Task to complete: Give the source data below as a Markdown table with the columns "No." and "Text," putting each line in its own table row. Skip blank lines, and leave the pictures out.

Source data:
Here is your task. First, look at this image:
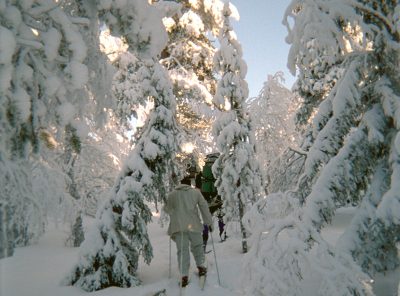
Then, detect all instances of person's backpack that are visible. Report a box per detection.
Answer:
[201,153,222,214]
[201,153,218,197]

Solved exercise:
| No. | Text |
|---|---|
| 1 | Here is your task. First, look at this image: |
| 2 | Then, detect all instances of person's backpack that are visible. Report a box per detection. |
| 3 | Answer: |
| 4 | [201,153,222,214] |
| 5 | [201,153,218,197] |